* **Extrait du document**:

____________________

Chères amies, chers amis,
Depuis ce matin, pour faire oublier le scandale de la visite de Kadhafi, s’est déclenché un tintamarre avec des annonces de 10 milliards d’euros de contrats : info
ou intox ?
Qu’ils soient réels ou pas, rien ne justifie cette visite. Mais il ne faut pas que les français soient, en plus, abusés par la réalité de ces intérêts
économiques.
Pourquoi y-a-t-il si peu de transparence, pourquoi si peu de vérification ? Qu’y-a-il de réel dans les 10 milliards de contrats annoncés bruyamment pour étouffer le
débat sur les droits de l’homme ?
1. S’agit-il de contrats signés ou de déclarations d’intention ?
2. Quel est le contenu réel de ces contrats ?
3. Combien de délocalisations sont induites par ces contrats ?
4. Quelles sont les garanties en termes de développement d’emploi en France ?
5. La dangerosité de la dissémination du nucléaire a-t-elle été examinée ?
6. Pourquoi n’y a-t-il eu aucun débat à l’assemblée et aucune transparence ?
S’humilier devant Kadhafi, cautionner l’usage du terrorisme, du système de tortures et de disparitions n’est pas digne de la France.
Après les félicitations « chaleureuses » à Vladimir Poutine qui a organisé des élections en muselant toutes les oppositions, voici la réception, en grandes pompes et
en satisfaisant les extravagances de l’intéressé, du dictateur libyen, le colonel Kadhafi. La France accueille un chef d’Etat qui non seulement a laissé emprisonner et torturer les infirmières
bulgares et le médecin palestinien sous la fausse accusation d’avoir inoculé le sida à des enfants, mais qui a financé, pendant des années, le terrorisme international. Personne n’a oublié que
les responsabilités des services secrets libyens ont été reconnues par la justice internationale dans l’attentat de Lockerbie en 1988 mais aussi dans celui du DC10 d’UTA en 1989 qui a tué de
nombreux Français. C’était aussi le régime libyen qui avait organisé un attentat à Orly en 1983. Quant au peuple libyen, il est la première victime du régime : il n’y a jamais eu d’élections, le
colonel Kadhafi est désigné comme dirigeant à vie, et ses opposants n’ont de choix qu’entre la mort et l’exil.

____________________

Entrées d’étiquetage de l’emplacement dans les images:
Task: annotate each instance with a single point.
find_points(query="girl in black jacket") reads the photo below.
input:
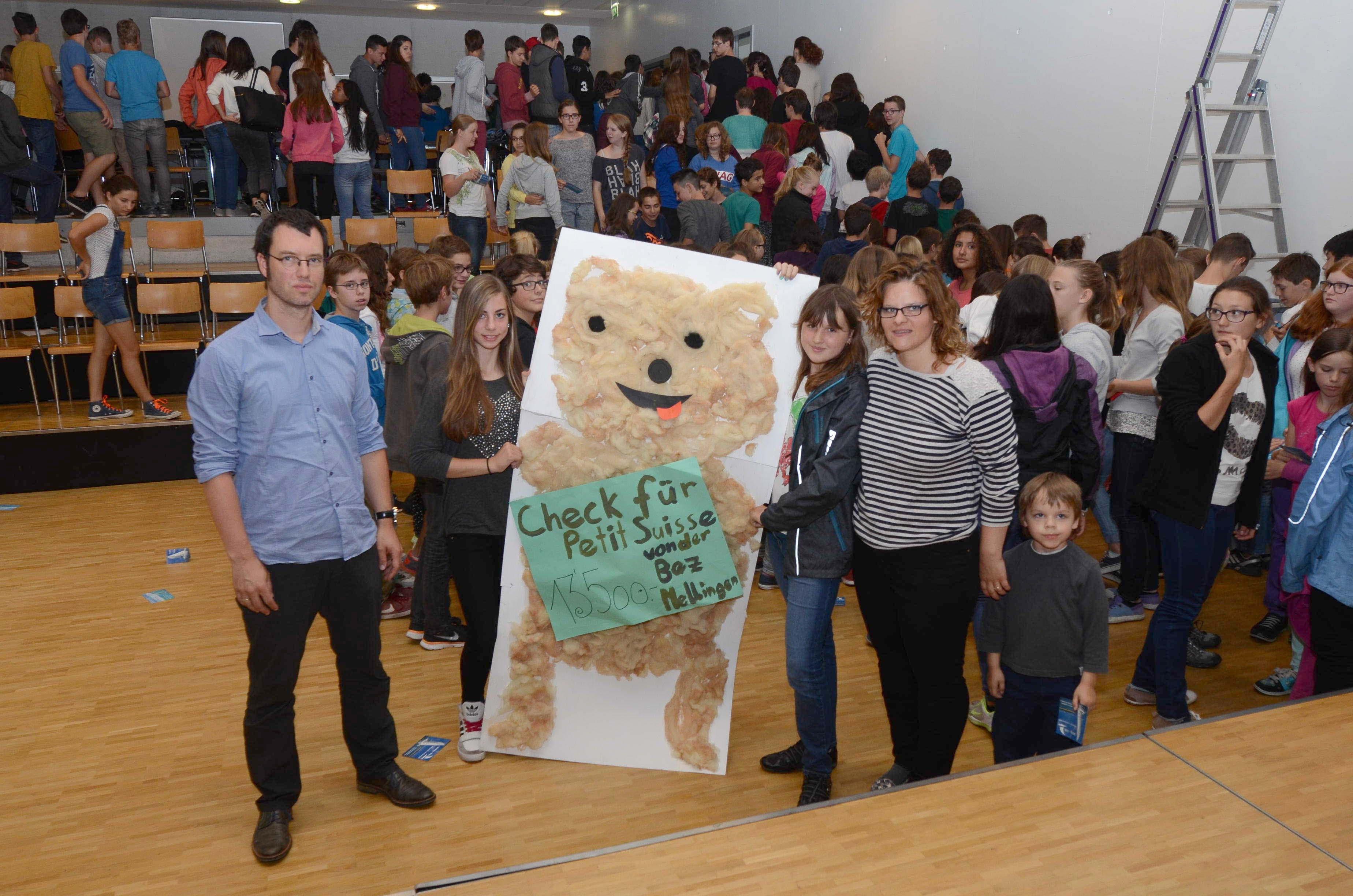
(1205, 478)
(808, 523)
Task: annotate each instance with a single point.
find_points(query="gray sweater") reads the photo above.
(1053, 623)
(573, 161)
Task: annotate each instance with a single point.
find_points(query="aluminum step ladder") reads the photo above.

____________________

* **Consigne A**: Condensez le paragraphe de la lettre sur la visite de Kadhafi qui commence par « Qu’ils soient réels ou pas » en en conservant l’essentiel.
* **Consigne B**: D’après la lettre sur la visite de Kadhafi, en quelle année le régime libyen avait-il organisé un attentat à Orly ?
* **Consigne C**: Poursuivez la lettre sur la visite de Kadhafi à la suite de sa dernière phrase.
La liste constitue un matériau indépendant de la lettre.

* **Réponse A**: Réels ou non, les contrats ne justifient pas cette visite, et les Français ne doivent pas être trompés, en outre, sur la réalité de ces intérêts économiques.

* **Réponse B**: En 1983.

* **Réponse C**:
Nicolas Sarkozy, qui annonçait, durant la campagne électorale, une rupture avec la politique étrangère de son prédécesseur (« il vaut mieux serrer la main de Bush
que celle de Poutine » avait-il déclaré), en accentue les pires traits jusqu’à la caricature et donne de la France une image à la fois détestable et ridicule. Même si chacun peut s’accorder sur
le fait qu’une politique étrangère doit prendre en compte la défense de nos intérêts économiques, et que le monde instable et dangereux dans lequel nous vivons demande que nos dirigeants puissent
parler aussi à des personnalités peu respectueuses de la démocratie, il y a des lignes rouges qu’il faut savoir ne pas franchir.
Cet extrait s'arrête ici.